====== Passage shown ======

No, Bob, John and Bob, it is not pictures in magazines and hunting shows on television that threaten our hunting future. It is holier-than-thou hunters such as yourselves who believe that your way is the only way and criticize any of us who do it differently.
I have a great time shooting birds, and I am not afraid to show my happiness. Hell, man, I am ecstatic at shooting my limit of pheasants or ducks or perhaps a limit of both on the same day! I love to take pictures and clean and eat them also. That's what makes this great sport what it is.
If you don't like the memories that pictures and videos of limits of birds or other game can give, and if you don't like watching this on television, don't do it! But stop criticizing those of us who do.
A letter in March/April (by Bob Hutt) takes on driven bird shooting and suggests that SSM needs more from writers such as Jack O'Connor and Ted Trueblood. I'm not sure about Trueblood, but a quick perusal of O'Connor's Shotgun Book confirms that, in addition to wild-bird hunts in this country, O'Connor also shot driven birds in Scotland. So did the late Gene Hill and most of the other well-traveled writers of past generations.
In many ways you produce a pretty magazine. That's nice.
Rather often you seem to print a letter from a reader that criticizes the content or treatment of some matter in the magazine. That is good. But I find it interesting that-again, rather often-after the letter comes an editorial comment that trivializes or distorts what the letter-writer says... sometimes, it would appear, by changing the subject, to which, of course, the letter-writer cannot respond in any meaningful way; e.g., Mr. Hutt's letter in March/April. Because you all appear never to make mistakes, I suspect you will not be at all distressed to find out that I'm not planning to renew.
John Pazereskis, Ph.D.

====== Records supplied ======

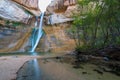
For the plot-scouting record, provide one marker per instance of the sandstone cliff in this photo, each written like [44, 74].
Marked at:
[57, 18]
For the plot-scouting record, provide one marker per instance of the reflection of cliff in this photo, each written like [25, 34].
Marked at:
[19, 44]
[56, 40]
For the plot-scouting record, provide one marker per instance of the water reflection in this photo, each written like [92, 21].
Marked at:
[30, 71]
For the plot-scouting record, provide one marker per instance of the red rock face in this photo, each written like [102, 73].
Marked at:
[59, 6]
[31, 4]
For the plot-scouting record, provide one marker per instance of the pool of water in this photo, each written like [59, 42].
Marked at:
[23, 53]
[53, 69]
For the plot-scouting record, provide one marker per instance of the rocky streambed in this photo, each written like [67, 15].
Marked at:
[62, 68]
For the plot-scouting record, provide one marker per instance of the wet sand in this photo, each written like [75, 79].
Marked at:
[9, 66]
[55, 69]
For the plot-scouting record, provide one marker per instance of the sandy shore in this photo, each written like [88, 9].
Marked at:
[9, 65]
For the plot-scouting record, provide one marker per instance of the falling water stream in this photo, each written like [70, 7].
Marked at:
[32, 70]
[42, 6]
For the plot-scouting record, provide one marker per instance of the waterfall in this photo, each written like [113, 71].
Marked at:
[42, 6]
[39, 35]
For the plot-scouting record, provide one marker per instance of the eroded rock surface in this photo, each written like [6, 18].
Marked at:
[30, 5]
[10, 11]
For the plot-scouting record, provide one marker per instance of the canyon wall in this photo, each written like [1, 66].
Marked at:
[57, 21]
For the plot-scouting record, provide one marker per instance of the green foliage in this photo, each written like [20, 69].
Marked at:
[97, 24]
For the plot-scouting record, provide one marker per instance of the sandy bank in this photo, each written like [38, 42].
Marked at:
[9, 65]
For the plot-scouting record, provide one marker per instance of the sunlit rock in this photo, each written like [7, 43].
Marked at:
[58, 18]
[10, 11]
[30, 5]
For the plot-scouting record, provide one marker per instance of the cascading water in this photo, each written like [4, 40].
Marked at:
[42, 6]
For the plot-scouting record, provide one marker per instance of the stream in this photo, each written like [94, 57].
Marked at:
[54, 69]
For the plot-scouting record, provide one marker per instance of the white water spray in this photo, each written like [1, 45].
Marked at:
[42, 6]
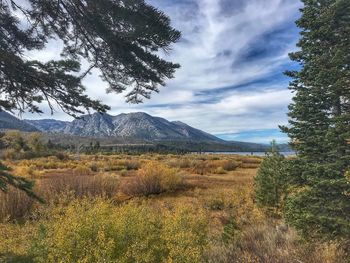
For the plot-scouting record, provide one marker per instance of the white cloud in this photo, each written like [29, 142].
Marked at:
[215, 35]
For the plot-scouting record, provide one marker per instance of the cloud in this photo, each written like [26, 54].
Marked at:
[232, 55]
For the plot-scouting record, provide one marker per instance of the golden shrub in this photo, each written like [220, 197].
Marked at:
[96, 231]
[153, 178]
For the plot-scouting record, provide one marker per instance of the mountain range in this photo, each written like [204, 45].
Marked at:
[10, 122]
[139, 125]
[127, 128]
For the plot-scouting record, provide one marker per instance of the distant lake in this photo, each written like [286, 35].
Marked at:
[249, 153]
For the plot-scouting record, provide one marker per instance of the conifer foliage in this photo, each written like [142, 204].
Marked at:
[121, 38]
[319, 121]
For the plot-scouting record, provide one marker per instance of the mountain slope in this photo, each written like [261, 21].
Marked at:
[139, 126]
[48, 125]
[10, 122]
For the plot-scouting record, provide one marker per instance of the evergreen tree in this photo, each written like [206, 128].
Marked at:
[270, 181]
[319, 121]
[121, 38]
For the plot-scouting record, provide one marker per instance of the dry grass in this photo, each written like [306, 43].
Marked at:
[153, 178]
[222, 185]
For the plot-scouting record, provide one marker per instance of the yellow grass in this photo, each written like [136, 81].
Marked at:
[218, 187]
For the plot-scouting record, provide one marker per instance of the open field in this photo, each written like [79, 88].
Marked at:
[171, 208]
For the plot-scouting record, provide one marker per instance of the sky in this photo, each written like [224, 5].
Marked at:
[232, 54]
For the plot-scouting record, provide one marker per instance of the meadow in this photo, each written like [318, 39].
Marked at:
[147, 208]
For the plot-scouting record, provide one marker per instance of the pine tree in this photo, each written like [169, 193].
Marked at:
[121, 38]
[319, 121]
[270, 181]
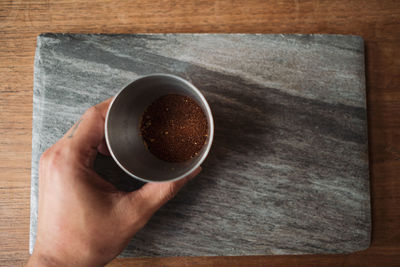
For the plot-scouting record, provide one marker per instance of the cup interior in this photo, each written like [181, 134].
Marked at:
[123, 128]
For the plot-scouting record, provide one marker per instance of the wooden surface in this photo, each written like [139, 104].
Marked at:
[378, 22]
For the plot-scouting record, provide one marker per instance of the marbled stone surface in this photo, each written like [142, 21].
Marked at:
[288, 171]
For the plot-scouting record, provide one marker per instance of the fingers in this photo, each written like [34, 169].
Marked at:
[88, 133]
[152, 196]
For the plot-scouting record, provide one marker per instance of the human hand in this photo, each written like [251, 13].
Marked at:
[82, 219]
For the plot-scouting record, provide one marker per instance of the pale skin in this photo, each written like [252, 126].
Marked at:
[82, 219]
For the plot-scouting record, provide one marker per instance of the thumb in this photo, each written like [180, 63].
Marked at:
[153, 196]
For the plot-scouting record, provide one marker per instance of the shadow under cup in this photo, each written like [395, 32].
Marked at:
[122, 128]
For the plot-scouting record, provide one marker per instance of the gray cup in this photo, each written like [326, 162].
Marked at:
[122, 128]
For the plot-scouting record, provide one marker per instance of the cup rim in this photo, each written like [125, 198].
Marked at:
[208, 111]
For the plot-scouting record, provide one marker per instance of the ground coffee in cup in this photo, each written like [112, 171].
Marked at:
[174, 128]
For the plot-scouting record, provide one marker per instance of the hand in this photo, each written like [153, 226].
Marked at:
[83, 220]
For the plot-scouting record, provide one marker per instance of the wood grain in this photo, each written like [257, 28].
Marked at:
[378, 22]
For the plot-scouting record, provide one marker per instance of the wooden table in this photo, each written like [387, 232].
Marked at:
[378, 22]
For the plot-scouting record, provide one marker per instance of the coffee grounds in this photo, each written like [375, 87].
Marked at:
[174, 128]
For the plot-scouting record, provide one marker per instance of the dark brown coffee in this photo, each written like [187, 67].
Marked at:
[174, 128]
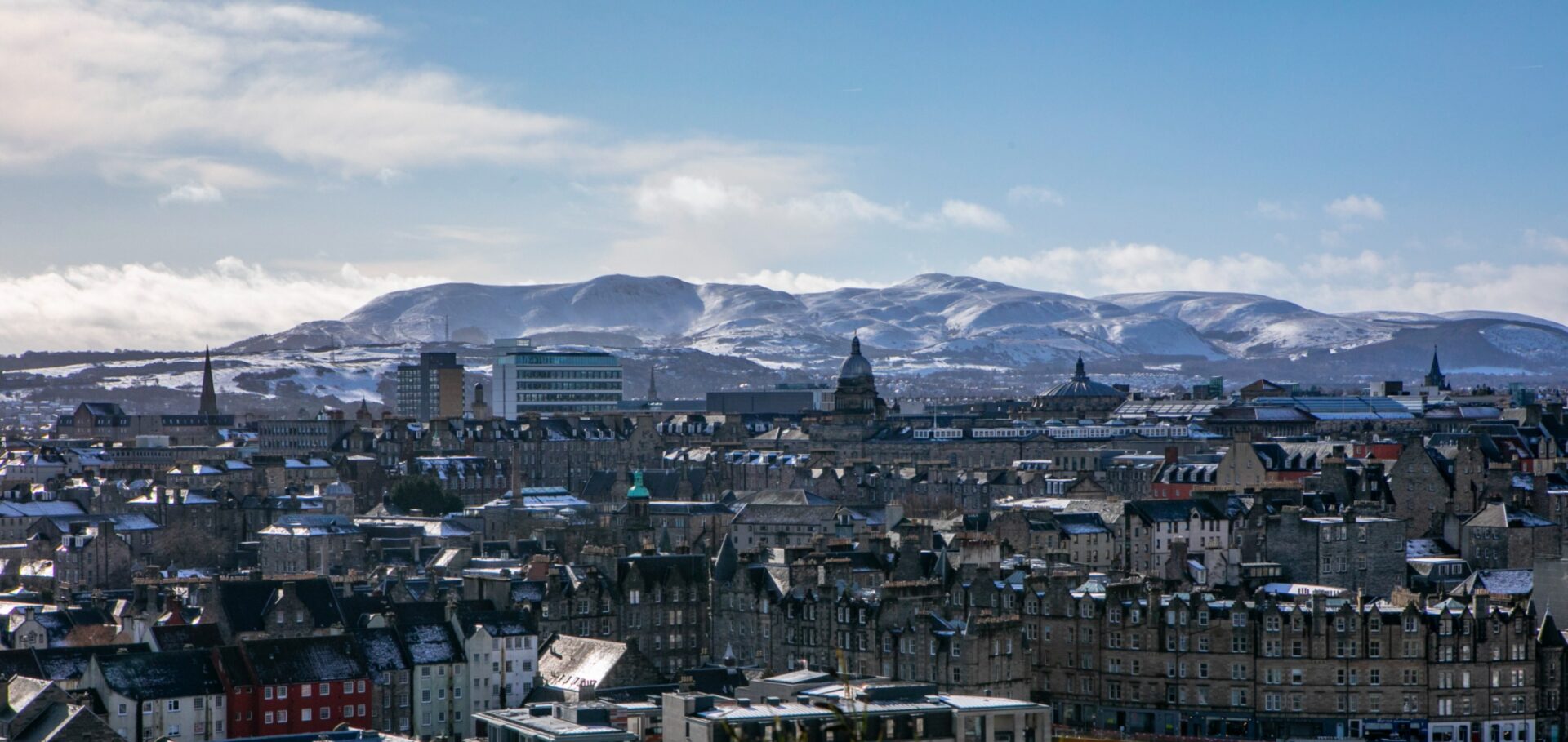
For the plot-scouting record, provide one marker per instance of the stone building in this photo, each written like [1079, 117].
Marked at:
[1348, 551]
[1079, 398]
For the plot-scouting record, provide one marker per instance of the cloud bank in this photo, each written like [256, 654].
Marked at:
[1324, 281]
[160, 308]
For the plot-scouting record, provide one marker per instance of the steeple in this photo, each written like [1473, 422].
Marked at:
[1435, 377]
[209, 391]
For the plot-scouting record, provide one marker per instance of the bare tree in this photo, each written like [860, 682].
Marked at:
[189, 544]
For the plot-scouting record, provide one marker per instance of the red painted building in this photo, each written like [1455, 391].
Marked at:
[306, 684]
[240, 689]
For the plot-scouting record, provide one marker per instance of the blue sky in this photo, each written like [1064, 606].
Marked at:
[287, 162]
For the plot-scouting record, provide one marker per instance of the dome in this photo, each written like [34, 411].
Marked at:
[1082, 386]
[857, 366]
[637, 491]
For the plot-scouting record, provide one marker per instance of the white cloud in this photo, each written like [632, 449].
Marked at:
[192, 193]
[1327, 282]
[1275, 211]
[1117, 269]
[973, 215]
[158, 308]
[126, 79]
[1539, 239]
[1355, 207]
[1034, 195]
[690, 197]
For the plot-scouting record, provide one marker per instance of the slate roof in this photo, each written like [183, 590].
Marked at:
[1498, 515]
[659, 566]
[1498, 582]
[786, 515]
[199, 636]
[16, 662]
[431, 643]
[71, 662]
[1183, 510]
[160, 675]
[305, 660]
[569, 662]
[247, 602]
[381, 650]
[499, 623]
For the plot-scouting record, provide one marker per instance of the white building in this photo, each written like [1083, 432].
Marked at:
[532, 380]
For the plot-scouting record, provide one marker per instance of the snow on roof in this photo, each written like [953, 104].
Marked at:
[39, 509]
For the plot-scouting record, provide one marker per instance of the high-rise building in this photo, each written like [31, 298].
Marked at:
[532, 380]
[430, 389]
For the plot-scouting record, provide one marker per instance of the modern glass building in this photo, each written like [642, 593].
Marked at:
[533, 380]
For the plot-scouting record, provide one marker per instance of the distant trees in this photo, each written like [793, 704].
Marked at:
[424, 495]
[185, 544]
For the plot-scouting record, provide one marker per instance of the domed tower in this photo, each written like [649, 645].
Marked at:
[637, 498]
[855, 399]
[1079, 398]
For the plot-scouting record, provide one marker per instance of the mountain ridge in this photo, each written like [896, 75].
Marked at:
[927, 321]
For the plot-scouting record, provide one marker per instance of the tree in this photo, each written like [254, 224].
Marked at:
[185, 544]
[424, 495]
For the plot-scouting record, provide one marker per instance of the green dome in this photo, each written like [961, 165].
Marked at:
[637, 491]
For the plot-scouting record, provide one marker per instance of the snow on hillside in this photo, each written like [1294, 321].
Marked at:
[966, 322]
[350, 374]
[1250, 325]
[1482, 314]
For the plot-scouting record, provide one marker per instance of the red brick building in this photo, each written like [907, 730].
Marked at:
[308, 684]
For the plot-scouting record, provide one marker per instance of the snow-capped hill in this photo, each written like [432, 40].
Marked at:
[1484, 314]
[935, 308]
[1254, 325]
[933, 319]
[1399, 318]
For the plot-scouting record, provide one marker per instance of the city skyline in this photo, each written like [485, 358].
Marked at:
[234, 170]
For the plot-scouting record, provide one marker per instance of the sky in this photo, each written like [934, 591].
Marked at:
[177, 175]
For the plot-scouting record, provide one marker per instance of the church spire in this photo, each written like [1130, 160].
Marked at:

======

# Activity list:
a – According to the magazine letters, where did O'Connor shoot driven birds?
b – Retype the magazine letters from "I have a great" up to and including "what it is.".

# Results for the exercise:
a – In Scotland.

b –
I have a great time shooting birds, and I am not afraid to show my happiness. Hell, man, I am ecstatic at shooting my limit of pheasants or ducks or perhaps a limit of both on the same day! I love to take pictures and clean and eat them also. That's what makes this great sport what it is.